=== Set exercise ===
Could you put the lines below into a JSON list of strings, with one string for each line and any blank lines left out?

Dataset entries

####

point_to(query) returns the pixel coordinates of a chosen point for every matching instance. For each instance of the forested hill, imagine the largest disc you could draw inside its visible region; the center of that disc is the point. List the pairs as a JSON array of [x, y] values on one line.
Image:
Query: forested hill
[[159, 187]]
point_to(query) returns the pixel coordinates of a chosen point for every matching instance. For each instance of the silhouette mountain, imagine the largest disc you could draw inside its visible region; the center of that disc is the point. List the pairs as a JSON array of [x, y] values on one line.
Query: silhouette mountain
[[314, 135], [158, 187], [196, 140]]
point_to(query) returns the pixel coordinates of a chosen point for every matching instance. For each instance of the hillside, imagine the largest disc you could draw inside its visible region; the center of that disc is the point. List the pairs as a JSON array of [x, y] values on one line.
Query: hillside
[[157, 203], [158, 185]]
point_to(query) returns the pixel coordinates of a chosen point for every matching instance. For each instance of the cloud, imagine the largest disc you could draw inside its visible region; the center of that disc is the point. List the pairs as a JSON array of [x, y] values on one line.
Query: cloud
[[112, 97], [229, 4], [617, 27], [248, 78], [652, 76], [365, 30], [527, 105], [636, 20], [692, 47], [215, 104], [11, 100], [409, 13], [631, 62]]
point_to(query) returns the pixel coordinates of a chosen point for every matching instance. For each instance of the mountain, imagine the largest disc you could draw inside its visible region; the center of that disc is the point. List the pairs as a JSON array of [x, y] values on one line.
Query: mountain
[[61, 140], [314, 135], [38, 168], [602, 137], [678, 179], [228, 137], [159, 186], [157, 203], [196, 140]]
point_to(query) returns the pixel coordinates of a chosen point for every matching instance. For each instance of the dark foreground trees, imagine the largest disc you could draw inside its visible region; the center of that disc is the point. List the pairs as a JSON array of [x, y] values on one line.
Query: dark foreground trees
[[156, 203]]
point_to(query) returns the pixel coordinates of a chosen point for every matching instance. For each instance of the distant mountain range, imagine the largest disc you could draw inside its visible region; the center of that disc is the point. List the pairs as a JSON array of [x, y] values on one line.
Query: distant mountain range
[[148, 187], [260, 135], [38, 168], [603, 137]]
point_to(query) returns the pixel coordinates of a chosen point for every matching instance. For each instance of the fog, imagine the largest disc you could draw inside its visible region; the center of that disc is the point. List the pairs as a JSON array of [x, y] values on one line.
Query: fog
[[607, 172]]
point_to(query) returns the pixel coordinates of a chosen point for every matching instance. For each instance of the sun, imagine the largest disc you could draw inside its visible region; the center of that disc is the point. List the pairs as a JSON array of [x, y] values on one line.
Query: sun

####

=== Expected output ===
[
  "point_to(query) returns the pixel coordinates of a chosen point for every matching instance. For each instance of the forested hill, imagine the largest disc you could draw inside its visible region; the center of that disc is the point. List the pairs as a JSON array of [x, y] values on one line.",
  "Image:",
  "Query: forested hill",
  "[[159, 187]]",
  "point_to(query) returns the pixel coordinates of a chosen point for every matching instance. For each instance of the silhouette mountain, imagine the largest disc you could draw inside its visible region; the center of that disc is the point. List the pairs as a JSON array of [x, y] values on one line.",
  "Query: silhouette mountain",
  "[[314, 135], [158, 187], [196, 140]]",
  "point_to(query) returns the pixel coordinates of a chosen point for every matching instance. For each instance of the hillside, imagine the largest disc you could draw inside its visible region; the center of that disc is the point. List the pairs as a JSON array of [x, y] values on one line.",
  "Query: hillside",
  "[[157, 203], [158, 185]]",
  "point_to(query) returns the pixel coordinates of a chosen point for every matching instance. For each instance of the cloud, imagine the largest disc you could draw inside its visible region; the center of that disc is the point. List the pairs as a JSON array of [x, y] values on one line.",
  "Query: cloud",
  "[[112, 97], [229, 4], [617, 27], [248, 78], [652, 76], [365, 30], [527, 105], [636, 20], [692, 47], [215, 104], [11, 100], [409, 13], [631, 62]]",
  "point_to(query) returns the pixel coordinates of a chosen point for every matching instance. For each instance of the mountain, imagine the largest disc you could draw inside its visible region; the center of that disc is the point. List the pairs as a JSON array of [x, y] values on one line.",
  "Query: mountain",
  "[[61, 140], [314, 135], [38, 168], [602, 137], [678, 179], [228, 137], [159, 186], [157, 203], [196, 140]]",
  "point_to(query) returns the pixel coordinates of a chosen point for every matching instance. For each instance of the dark foreground trees, imagine the largest disc you could draw inside its visible region; the center of that disc is the point. List the pairs as a JSON array of [x, y] values on one line.",
  "Query: dark foreground trees",
  "[[156, 203]]",
  "point_to(query) returns the pixel coordinates of a chosen point for every matching instance. For each instance of the distant mountain range, imagine the largest disc you could draw inside its visible region; the center of that disc is the point. List the pairs as a JSON array of [x, y] values on one line.",
  "Query: distant mountain range",
  "[[148, 187], [260, 135], [38, 168], [603, 137]]",
  "point_to(query) returns the pixel coordinates of a chosen point for every matching instance. For each instance of the fog, imagine the largest disc you could draw inside its visible region; the center of that disc is the point. List the pairs as a JSON array of [x, y] values on one line.",
  "Query: fog",
  "[[607, 172]]",
  "point_to(query) returns the pixel coordinates of a chosen point for every matching instance. For each instance of the sun, imagine the largest disc you could draw inside its visible region; the center of that disc is the point. List the pairs as a JSON array of [x, y] values on one line.",
  "Query: sun"
]